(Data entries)
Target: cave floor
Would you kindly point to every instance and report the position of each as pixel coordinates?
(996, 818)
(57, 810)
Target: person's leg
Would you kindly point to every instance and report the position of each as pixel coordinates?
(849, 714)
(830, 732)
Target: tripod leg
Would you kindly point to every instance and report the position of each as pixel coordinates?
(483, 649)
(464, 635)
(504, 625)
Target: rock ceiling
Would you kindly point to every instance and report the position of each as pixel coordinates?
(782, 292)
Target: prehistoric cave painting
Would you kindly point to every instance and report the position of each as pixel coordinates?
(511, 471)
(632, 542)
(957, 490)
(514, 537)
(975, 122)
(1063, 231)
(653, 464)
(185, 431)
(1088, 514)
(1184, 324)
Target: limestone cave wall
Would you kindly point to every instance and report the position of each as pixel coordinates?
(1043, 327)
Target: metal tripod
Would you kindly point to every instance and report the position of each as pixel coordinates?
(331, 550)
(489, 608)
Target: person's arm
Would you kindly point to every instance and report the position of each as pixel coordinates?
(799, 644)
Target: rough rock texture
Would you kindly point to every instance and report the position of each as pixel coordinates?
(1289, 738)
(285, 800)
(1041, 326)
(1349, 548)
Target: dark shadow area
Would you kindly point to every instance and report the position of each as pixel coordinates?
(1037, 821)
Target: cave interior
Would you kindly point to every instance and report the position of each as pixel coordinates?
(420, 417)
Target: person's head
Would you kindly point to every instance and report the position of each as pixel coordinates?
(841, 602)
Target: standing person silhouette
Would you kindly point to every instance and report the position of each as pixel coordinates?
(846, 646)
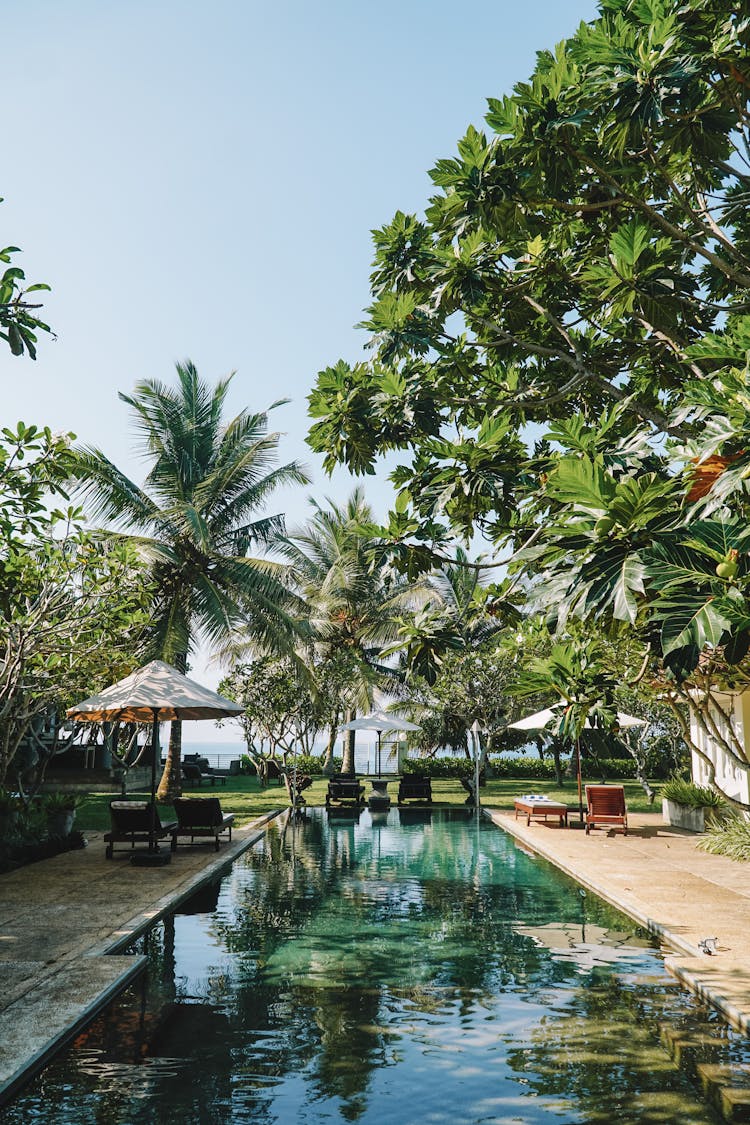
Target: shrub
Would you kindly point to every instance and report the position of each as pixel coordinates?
(63, 802)
(694, 797)
(728, 837)
(525, 767)
(439, 767)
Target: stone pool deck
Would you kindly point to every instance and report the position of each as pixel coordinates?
(658, 876)
(60, 918)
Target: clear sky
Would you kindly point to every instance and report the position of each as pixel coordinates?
(201, 179)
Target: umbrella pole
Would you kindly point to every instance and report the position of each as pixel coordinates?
(152, 857)
(154, 752)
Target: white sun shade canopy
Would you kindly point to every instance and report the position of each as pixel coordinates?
(542, 719)
(154, 691)
(380, 721)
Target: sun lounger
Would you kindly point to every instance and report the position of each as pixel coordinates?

**STATED EXERCISE**.
From the entries above, output every line exactly and omit any image.

**ANSWER BELOW**.
Target: cave floor
Would you kindly point to every instance and report the position of each as pixel coordinates?
(996, 818)
(57, 810)
Target: person's leg
Would you kindly point to every instance and report the position of each as pixel coordinates?
(849, 714)
(830, 732)
Target: tripod leg
Would you kindly point to every instance and report the position of each as pixel coordinates?
(483, 649)
(464, 635)
(504, 625)
Target: rock ceiling
Would you kindly point to every instance and report the position of each as pixel coordinates?
(782, 292)
Target: prehistoric cave painting
Would you kindly point to every instance and report the position of each as pixel coordinates?
(511, 471)
(632, 542)
(957, 490)
(514, 537)
(975, 122)
(1063, 231)
(653, 464)
(185, 431)
(1088, 514)
(1184, 324)
Target: limestone cave wall
Would you kindly point to every instance and report the position of each as pixel coordinates?
(1043, 327)
Target: metal tripod
Would you kindly point to every instance and report the position of each as pixel coordinates?
(331, 550)
(489, 608)
Target: person's arm
Would you kindly point to every instance and report the position of each as pixel coordinates?
(799, 644)
Target: rough rock texture
Would you kindly point to every instance and report the position of each as pixel coordinates?
(1289, 738)
(285, 800)
(1041, 326)
(1349, 548)
Target: dark shadow area
Would you kindly point to every instance and report the position of each as pixel coordinates?
(1037, 821)
Target: cave interior
Would you kindly point to every instance and report the position of each as pixel coordinates?
(420, 417)
Target: person's head
Would you kindly point to every instance and report the position of each as pixel coordinates?
(841, 602)
Target: standing person silhouette
Would you kindly point to every instance and report the position of each as pixel coordinates?
(846, 646)
Target: shrub
Would you kindly point to every instance and report the position of each as pixel coordinates?
(63, 802)
(694, 797)
(728, 837)
(525, 767)
(439, 767)
Target: stone pool deck
Would you kindly point to every instance and report the position of each as pixel coordinates?
(658, 876)
(60, 918)
Target: clear sky
Would you kindly point to every instance and report the position of each as pixel coordinates?
(201, 179)
Target: umbrella pole
Would you kindly point to every instance and report the position of each as pixel coordinates?
(152, 857)
(154, 752)
Target: white sun shade canopy
Would you kindly point to every instance and report the position of each as pixel coordinates?
(542, 719)
(154, 691)
(380, 721)
Target: sun lounger
Would you kindly point to every instance and report the position of each as pixel coordinates?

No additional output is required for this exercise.